SET PROBLEM 1:
In the freezing-cables thread, how long does jayhawk238 have to use a hair dryer before the snow blower can be lifted? Please answer in one short sentence.
SET PROBLEM 2:
Pick up the freezing-cables thread after its final post and write what comes next.

SOURCE PASSAGE:
* * * * * * *

# Cables freezing going into Quick Disconnect block



## jayhawk238 (Oct 29, 2010)

I have a problem of the two cables that attach to the bottom of the Quick Disconnect block freezing after setting over night. I have to use a hair dryer for 15 - 20 minutes before I can lift the the snow blower or rotate the chute. I have no idea why it is doing this. Has anyone else have has this problem. Can a person wrap a heat tape around the cables and the bottom the the block? Any other ideas???


----------



## Thomas (Nov 1, 2006)

Maybe WD40 or deicer spray on connection might help.


----------



## sixbales (May 18, 2011)

Howdy jayhawk238,

Welcome to the tractor forum.

I'm not sure I understand your problem? Do you have water in the hydraulic fluid that freezes up? Maybe the QD block represents a low spot where water accumulates.


----------



## jayhawk238 (Oct 29, 2010)

Thanks for the reply's. I will post some photos to show where my problem seems to be. Right know I'm REAL busy. I open a bunch of driveways and we have got over 6 foot of snow in the past 4 days! Picked up another 12 inches today and it's suppose to snow all night and all day and night tomorrow. Whenever it stops and I can catch my breath I'll post those pictures.


----------



## Thomas (Nov 1, 2006)

Hope your pacing yourself Jayhawk doing those long hours.

* * * * * * *

Region labeling records:
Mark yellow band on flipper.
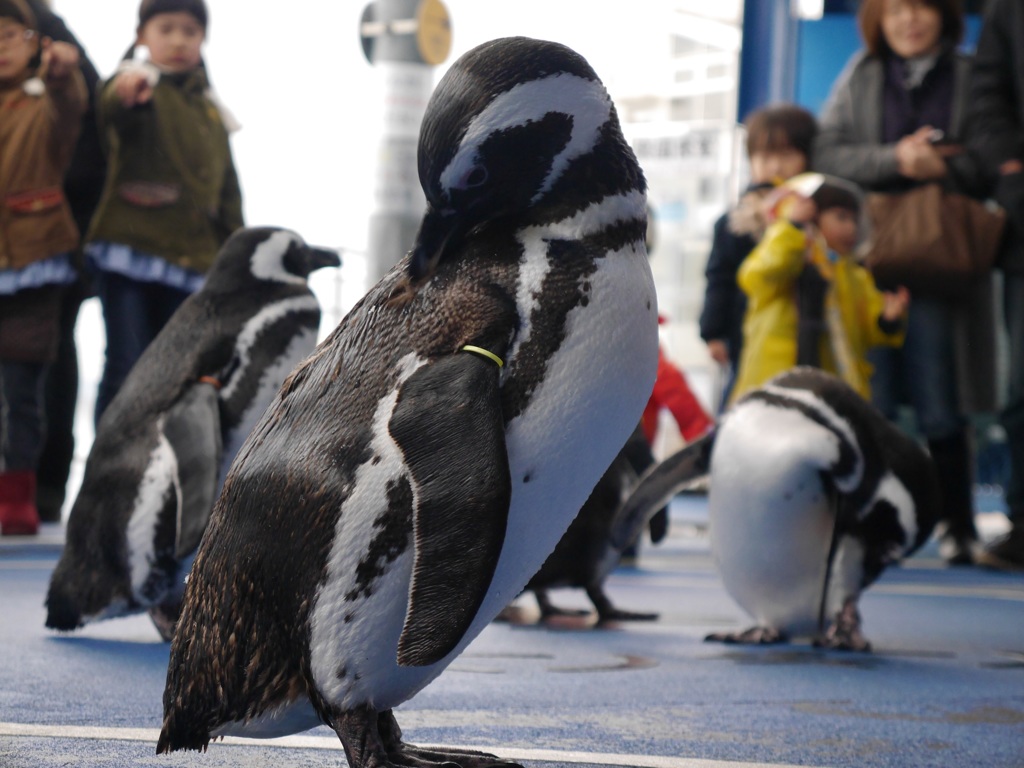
[460,344,505,368]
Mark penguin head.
[409,37,643,285]
[205,226,341,291]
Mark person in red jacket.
[640,348,715,444]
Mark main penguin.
[157,38,657,768]
[46,227,340,640]
[624,368,941,650]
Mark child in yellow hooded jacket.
[732,174,910,400]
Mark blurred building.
[608,0,744,401]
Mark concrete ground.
[0,496,1024,768]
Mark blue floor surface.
[0,496,1024,768]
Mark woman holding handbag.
[813,0,996,564]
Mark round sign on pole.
[359,0,452,67]
[416,0,452,67]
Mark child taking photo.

* * * * * * *

EXPECTED ANSWER 1:
jayhawk238 has to use a hair dryer for 15 to 20 minutes.

EXPECTED ANSWER 2:
----------



## jayhawk238 (Oct 29, 2010)

Doing my best to!! Thanks for your concern.


----------



## Fedup (Feb 25, 2014)

I'm assuming here that you're referring to the cables from a joystick to a loader valve? Moisture getting into cables, then turning to ice in cold temps is a common problem in many places, particularly with tractors that live outside. Heat tape will definitely help, if you can wrap both the cables and tape to insulate and retain the heat where it will do some good. If the cables are longer than needed, they will often sag somewhere and develop a "low spot" where trapped moisture will collect. If you find such areas, maybe you can raise the cables up a bit in that area and tie them so that moisture can drain out (if it ever warms up enough).


----------



## RM-MN (Sep 11, 2015)

Fedup said:


> I'm assuming here that you're referring to the cables from a joystick to a loader valve? Moisture getting into cables, then turning to ice in cold temps is a common problem in many places, particularly with tractors that live outside. Heat tape will definitely help, if you can wrap both the cables and tape to insulate and retain the heat where it will do some good. If the cables are longer than needed, they will often sag somewhere and develop a "low spot" where trapped moisture will collect. If you find such areas, maybe you can raise the cables up a bit in that area and tie them so that moisture can drain out (if it ever warms up enough).


If it's the cables from the joystick that are icing up, pour a little gas line antifreeze down them. It takes very little moisture to freeze them and it takes very little of the gas line antifreeze to thaw them out again. An eyedropper may be the tool to use to put the antifreeze in. You may have to lubricate them when the weather warms up though.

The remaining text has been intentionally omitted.